** Data provided follows **
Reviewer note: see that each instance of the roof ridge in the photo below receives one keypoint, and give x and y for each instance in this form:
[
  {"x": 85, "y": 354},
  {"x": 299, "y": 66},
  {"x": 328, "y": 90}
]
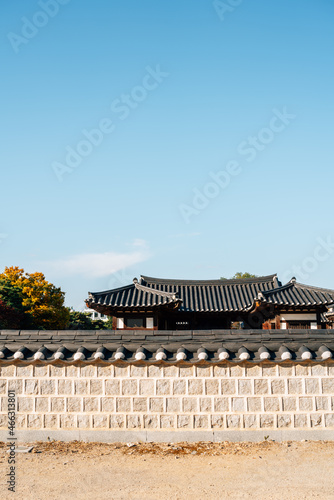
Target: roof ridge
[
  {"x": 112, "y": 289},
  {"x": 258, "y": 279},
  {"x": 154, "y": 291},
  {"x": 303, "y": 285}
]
** End of Data provided **
**What the task asks**
Recreate the listing above word for word, dropping each picture it contains.

**Output below**
Reviewer note: see that each instance of the roof ridge in the photo below receives one keypoint, and give x and y for each instance in this form:
[
  {"x": 85, "y": 354},
  {"x": 299, "y": 66},
  {"x": 328, "y": 90}
]
Target: roof ridge
[
  {"x": 112, "y": 289},
  {"x": 258, "y": 279},
  {"x": 154, "y": 291},
  {"x": 303, "y": 285}
]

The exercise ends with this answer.